##### DATA FOR THIS TASK #####

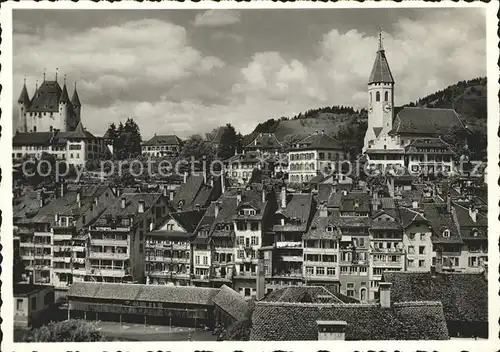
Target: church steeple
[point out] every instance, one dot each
(24, 97)
(75, 100)
(381, 73)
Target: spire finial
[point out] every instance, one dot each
(380, 46)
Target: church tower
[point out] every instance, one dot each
(380, 98)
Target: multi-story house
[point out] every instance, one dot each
(291, 222)
(314, 154)
(417, 239)
(321, 251)
(161, 145)
(254, 205)
(168, 249)
(353, 218)
(473, 228)
(386, 246)
(429, 156)
(117, 237)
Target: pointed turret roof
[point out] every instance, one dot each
(381, 73)
(75, 100)
(64, 95)
(24, 97)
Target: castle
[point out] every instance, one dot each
(49, 109)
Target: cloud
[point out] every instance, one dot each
(217, 18)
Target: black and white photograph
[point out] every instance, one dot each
(250, 174)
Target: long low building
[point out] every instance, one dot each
(148, 304)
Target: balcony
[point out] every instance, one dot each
(109, 242)
(291, 258)
(288, 244)
(106, 255)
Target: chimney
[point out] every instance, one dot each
(283, 197)
(261, 276)
(238, 197)
(473, 213)
(329, 330)
(217, 209)
(385, 294)
(140, 208)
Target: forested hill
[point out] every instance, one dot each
(468, 98)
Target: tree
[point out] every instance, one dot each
(65, 331)
(229, 142)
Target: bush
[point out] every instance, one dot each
(65, 331)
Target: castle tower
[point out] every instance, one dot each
(77, 106)
(65, 108)
(23, 104)
(380, 98)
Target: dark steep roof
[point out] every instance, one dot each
(429, 121)
(231, 302)
(278, 321)
(381, 73)
(464, 296)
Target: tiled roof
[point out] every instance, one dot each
(428, 121)
(381, 73)
(318, 141)
(297, 321)
(137, 292)
(464, 296)
(231, 302)
(264, 140)
(298, 208)
(46, 98)
(302, 294)
(440, 219)
(164, 140)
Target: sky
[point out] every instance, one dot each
(188, 71)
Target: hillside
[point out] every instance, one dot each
(468, 98)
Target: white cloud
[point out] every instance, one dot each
(217, 18)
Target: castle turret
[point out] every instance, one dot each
(77, 106)
(23, 103)
(380, 98)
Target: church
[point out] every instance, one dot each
(411, 138)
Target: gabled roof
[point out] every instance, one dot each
(318, 141)
(433, 122)
(163, 140)
(381, 73)
(279, 321)
(464, 296)
(231, 302)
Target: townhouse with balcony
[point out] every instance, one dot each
(117, 237)
(353, 219)
(316, 153)
(321, 251)
(291, 222)
(254, 205)
(386, 247)
(168, 249)
(417, 239)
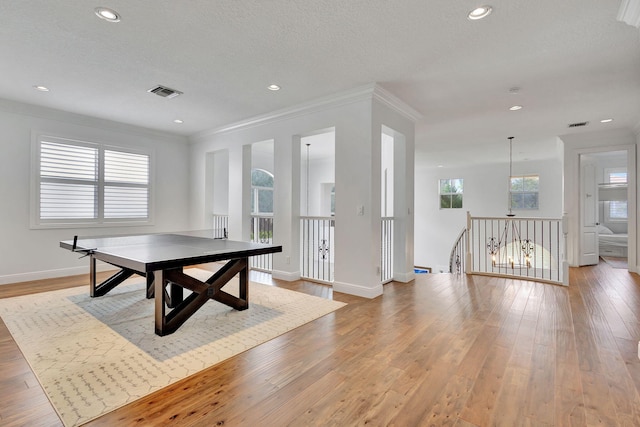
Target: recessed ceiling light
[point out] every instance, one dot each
(107, 14)
(479, 13)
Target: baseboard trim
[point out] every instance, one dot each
(51, 274)
(288, 276)
(358, 290)
(404, 277)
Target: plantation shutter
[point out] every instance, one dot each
(68, 181)
(126, 185)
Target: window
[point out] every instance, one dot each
(616, 210)
(86, 183)
(450, 193)
(523, 192)
(261, 192)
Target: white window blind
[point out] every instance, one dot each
(617, 209)
(82, 182)
(68, 181)
(126, 177)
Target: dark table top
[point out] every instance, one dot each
(151, 252)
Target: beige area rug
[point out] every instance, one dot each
(616, 262)
(93, 355)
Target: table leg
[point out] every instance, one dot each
(92, 276)
(159, 302)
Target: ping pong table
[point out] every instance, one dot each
(161, 259)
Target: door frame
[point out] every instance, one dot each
(572, 200)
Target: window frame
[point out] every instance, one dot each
(450, 195)
(255, 193)
(523, 193)
(608, 204)
(36, 222)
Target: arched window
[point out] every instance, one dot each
(261, 192)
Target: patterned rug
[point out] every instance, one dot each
(93, 355)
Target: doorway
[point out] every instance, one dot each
(604, 208)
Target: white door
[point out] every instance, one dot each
(588, 211)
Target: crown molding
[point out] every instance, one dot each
(629, 12)
(395, 103)
(360, 93)
(15, 107)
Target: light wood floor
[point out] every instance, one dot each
(443, 350)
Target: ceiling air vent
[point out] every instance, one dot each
(165, 92)
(578, 124)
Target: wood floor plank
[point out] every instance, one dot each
(443, 350)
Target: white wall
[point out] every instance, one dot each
(485, 194)
(357, 119)
(29, 254)
(589, 143)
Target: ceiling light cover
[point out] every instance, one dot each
(479, 13)
(107, 14)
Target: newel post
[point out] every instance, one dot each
(467, 263)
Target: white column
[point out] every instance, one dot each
(286, 215)
(240, 192)
(403, 211)
(357, 230)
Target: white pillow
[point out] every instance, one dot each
(604, 230)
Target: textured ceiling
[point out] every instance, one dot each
(572, 60)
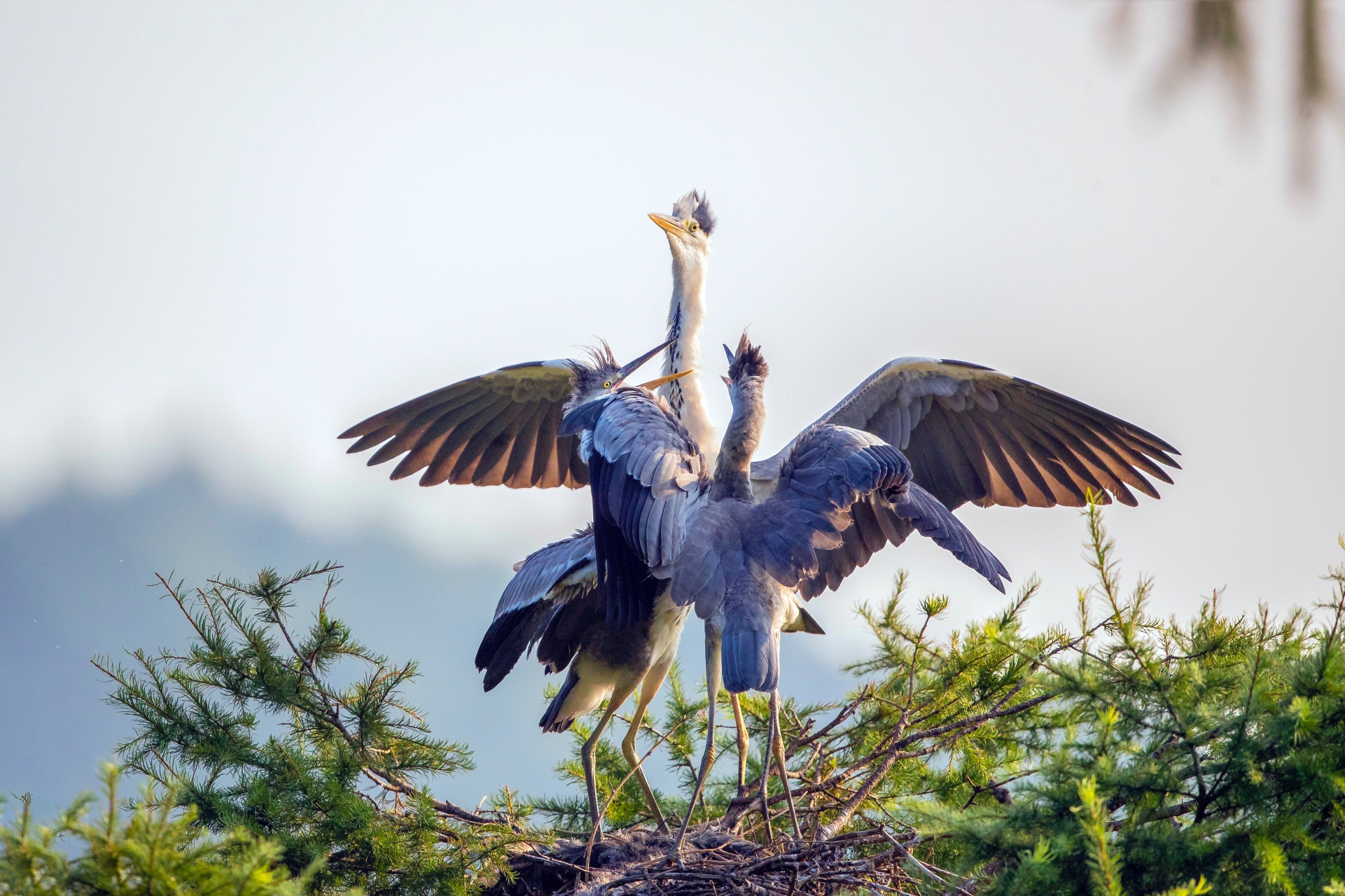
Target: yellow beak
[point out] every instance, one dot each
(667, 223)
(655, 384)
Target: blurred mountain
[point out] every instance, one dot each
(76, 576)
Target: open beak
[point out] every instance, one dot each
(639, 362)
(667, 223)
(655, 384)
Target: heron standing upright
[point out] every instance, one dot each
(660, 513)
(970, 432)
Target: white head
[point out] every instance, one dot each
(689, 227)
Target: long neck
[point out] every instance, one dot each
(685, 315)
(733, 467)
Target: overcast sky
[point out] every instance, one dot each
(230, 232)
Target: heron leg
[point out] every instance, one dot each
(653, 681)
(713, 680)
(743, 744)
(778, 746)
(587, 755)
(766, 775)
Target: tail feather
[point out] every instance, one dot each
(751, 659)
(550, 719)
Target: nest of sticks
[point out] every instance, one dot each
(716, 862)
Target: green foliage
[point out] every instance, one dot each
(153, 852)
(1207, 754)
(251, 728)
(1124, 757)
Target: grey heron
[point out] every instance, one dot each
(971, 435)
(658, 513)
(571, 624)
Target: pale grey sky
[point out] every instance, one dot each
(229, 232)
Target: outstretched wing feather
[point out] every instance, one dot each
(464, 432)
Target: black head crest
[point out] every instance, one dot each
(747, 361)
(695, 205)
(600, 365)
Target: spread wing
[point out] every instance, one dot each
(828, 474)
(973, 433)
(552, 591)
(647, 472)
(499, 428)
(873, 525)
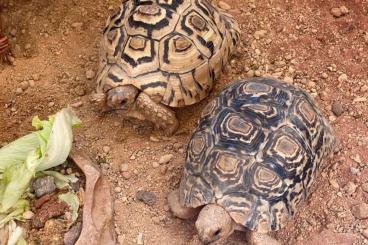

#####

--- YOUR TASK ---
Match on "feather" and copy out every line of the entries that contains it.

--- OUTPUT OF THE EXERCISE ---
Target: tail feather
Target: outstretched wing feather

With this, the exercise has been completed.